## Instruções da tarefa
Retome o texto com perfis de mulheres negras brasileiras a partir do ponto em que ele termina.

## Trecho selecionado
= = =

Maria Beatriz do Nascimento
Sergipana, historiadora, professora, roteirista, poeta e ativista pelos direitos humanos de negros e mulheres, Maria Beatriz dedicou-se à pesquisa das temáticas relacionadas ao racismo e aos quilombos. Seu trabalho ganhou projeção nacional com o filme e documentário Ori (1989, 131 mim), de sua autoria, narrado por ela e dirigido pela socióloga e cineasta Raquel Gerber. Teve importantes trabalhos publicados em revistas e periódicos com temáticas como corporeidade do negro, a perda da imagem que atingia africanas e africanos escravizados e seus descendentes em diáspora e a situação das mulheres negras no Brasil, analisando sua condição social inferior fruto de heranças escravistas com ideologias racistas.
Raimunda Frazão
Cordelista negra maranhense, Raimunda nasceu em 14 de março de 1951. Defensora da Literatura de Cordel, dentre seus livros publicados destacam-se São Luís em poesias (1997), São José de Ribamar lendas em versos II (2003), Lugares e momentos (2003) e Beija flor de meu colibri (2011).

= = =

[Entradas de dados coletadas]
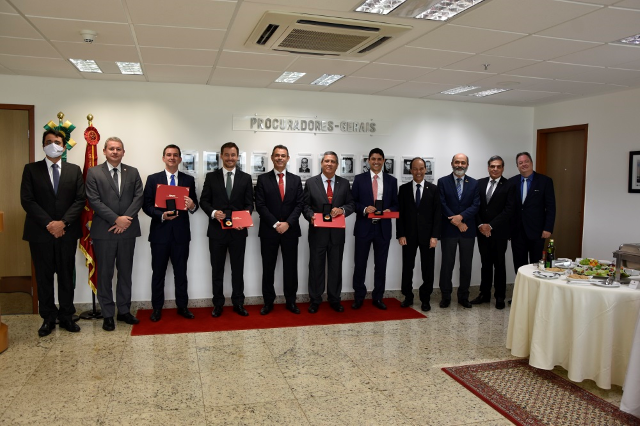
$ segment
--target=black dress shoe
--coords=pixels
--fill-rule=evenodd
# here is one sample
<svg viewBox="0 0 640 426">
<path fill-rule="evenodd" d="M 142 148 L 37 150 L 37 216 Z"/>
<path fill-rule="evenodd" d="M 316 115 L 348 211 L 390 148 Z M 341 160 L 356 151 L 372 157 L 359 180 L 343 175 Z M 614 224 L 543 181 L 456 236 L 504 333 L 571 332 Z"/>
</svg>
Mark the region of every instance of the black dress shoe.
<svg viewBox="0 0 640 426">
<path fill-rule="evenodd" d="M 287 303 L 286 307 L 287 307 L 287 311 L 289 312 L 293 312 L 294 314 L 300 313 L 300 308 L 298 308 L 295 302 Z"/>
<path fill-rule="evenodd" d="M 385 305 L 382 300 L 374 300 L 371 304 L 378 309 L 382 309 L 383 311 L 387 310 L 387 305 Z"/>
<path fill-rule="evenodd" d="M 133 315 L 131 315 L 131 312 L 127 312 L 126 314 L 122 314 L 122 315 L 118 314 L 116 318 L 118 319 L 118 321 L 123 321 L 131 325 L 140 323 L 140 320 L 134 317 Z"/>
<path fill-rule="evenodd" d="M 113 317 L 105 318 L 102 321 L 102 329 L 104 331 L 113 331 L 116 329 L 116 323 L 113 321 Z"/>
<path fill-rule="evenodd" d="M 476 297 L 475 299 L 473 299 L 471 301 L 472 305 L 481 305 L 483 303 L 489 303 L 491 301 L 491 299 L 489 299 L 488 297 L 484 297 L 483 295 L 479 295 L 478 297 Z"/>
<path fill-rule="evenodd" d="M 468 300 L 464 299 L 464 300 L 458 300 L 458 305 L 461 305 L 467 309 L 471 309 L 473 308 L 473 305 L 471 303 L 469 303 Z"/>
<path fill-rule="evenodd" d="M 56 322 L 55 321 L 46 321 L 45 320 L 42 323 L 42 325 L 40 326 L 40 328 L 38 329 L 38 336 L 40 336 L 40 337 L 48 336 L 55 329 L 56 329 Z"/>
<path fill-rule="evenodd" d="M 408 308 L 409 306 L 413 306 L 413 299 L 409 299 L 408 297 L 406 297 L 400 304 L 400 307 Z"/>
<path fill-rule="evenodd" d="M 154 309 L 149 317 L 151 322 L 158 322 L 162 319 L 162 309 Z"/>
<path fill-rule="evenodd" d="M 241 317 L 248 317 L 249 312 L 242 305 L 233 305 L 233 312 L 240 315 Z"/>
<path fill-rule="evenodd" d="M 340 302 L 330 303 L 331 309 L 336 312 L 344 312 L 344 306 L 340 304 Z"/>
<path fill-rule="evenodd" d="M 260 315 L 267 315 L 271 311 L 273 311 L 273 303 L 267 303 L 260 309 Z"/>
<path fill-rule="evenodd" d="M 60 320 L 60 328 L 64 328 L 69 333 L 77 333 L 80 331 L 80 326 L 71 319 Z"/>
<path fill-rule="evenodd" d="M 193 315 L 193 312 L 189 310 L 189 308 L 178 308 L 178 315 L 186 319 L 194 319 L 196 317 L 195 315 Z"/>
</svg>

= = =

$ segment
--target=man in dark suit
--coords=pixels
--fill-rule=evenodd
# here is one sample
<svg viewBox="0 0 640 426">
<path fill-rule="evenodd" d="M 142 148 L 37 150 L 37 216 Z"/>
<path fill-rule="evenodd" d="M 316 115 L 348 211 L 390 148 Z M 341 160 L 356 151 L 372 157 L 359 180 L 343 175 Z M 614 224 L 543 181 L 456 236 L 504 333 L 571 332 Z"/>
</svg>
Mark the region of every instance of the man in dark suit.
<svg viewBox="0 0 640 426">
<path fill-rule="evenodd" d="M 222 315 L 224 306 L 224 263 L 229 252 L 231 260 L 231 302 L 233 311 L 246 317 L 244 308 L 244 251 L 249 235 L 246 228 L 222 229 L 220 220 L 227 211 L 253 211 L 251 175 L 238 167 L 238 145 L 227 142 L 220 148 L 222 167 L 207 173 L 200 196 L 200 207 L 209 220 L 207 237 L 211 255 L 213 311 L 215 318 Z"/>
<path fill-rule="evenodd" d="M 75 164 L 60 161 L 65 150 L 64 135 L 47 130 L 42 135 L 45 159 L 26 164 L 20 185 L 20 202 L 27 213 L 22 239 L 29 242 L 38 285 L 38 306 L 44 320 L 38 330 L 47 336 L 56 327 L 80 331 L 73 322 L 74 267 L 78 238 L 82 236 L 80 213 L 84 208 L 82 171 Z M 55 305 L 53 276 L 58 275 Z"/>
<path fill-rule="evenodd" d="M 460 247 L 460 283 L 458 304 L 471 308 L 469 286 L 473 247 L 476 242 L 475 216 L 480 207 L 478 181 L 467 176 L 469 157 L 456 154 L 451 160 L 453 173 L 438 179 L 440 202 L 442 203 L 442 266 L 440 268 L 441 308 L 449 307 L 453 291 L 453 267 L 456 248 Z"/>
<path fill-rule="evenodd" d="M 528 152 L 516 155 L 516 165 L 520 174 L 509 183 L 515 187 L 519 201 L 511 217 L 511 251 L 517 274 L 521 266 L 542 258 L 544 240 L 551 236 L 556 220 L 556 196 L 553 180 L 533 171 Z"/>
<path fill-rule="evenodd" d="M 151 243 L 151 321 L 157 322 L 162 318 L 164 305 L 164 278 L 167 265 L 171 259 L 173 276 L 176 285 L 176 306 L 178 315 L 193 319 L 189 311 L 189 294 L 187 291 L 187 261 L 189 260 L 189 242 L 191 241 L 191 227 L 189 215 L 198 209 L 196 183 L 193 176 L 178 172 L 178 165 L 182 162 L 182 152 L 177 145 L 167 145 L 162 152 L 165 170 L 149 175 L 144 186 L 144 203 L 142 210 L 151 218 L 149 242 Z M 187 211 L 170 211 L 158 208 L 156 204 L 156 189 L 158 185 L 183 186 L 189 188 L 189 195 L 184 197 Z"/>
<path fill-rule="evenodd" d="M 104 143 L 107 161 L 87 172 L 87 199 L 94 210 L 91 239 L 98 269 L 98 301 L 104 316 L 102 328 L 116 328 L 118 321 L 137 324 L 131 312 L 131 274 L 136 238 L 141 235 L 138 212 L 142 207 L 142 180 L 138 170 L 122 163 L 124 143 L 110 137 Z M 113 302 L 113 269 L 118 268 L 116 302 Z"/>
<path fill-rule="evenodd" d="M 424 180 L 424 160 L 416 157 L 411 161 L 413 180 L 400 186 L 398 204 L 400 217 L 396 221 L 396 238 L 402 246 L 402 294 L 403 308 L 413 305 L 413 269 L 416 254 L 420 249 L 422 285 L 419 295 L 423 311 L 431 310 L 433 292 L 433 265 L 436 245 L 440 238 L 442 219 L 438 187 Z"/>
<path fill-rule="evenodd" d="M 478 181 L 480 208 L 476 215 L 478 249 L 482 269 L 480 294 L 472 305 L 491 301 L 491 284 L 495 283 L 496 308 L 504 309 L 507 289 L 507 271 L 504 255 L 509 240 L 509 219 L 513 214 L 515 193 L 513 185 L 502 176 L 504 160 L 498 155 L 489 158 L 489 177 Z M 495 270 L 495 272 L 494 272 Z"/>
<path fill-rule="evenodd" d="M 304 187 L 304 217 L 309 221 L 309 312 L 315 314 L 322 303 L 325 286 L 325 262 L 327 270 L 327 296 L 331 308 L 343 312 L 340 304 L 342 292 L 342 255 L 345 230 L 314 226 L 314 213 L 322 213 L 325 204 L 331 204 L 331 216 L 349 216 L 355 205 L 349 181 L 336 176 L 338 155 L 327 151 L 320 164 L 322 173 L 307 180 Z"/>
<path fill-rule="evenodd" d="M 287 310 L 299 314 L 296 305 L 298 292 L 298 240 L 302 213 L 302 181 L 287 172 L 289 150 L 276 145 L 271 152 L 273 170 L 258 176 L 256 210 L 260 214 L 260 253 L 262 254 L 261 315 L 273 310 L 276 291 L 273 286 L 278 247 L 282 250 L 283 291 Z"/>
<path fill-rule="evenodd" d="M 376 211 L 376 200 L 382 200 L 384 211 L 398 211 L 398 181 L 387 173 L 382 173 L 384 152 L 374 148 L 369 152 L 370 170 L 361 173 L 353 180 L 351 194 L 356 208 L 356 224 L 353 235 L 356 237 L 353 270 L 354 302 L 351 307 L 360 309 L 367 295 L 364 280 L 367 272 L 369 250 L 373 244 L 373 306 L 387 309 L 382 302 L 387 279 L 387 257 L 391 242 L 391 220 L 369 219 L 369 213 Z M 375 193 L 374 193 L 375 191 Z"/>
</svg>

= = =

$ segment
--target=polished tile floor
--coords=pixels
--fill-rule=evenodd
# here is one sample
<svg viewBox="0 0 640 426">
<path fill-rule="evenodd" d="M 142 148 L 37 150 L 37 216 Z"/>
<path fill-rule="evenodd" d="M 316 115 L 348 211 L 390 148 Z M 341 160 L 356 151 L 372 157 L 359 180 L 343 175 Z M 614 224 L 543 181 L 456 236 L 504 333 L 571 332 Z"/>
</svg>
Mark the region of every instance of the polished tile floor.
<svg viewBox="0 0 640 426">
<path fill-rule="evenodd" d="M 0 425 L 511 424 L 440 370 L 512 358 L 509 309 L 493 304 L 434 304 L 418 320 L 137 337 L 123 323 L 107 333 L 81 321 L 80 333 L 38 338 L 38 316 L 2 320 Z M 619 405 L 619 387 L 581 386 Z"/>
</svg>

= = =

## Resultado a seguir
Calila das Mercês
Esta é uma jovem escritora e jornalista baiana; idealizadora do site Escritoras Negras da Bahia. Em entrevista à revista Cult publicada em 17 de julho de 2017, ela disse:
Sempre senti falta de mulheres que me representassem no campo literário. Na Bahia, um estado em que a população negra é maioria, prestigiamos grandes escritores homens, mas temos também grandes mulheres negras escrevendo. Ao reconhecer a invisibilidade das mulheres negras, tanto em legitimidade no campo literário quanto na representação em obras, nota-se que a lacuna segue diretamente proporcional em relação ao que a sociedade já oferece a nós (Mercês, 2017).
Calila recebeu o Prêmio Pesquisa Literária da Fundação Biblioteca Nacional em 2015 pelo projeto de dissertação e, em 2016, o Prêmio Antonieta de Barros – Jovens Comunicadores Negros e Negras, pelo projeto Escritoras Negras da Bahia.
Sara Messias
Mulher negra, brasileira, nordestina do Estado da Bahia, nasceu em 1981. Sua primeira obra é uma saga afro-brasileira quilombola cheia de coragem, luta e orgulho da raça negra, em uma trama forte e emocionante, de luta pela liberdade. Aqualtune: um sonho chamado liberdade retrata, através da trajetória da lendária heroína, a história de um povo marcado pela diversidade, riqueza cultural e pela mistura, fruto da interseção entre indígenas, negros e europeus.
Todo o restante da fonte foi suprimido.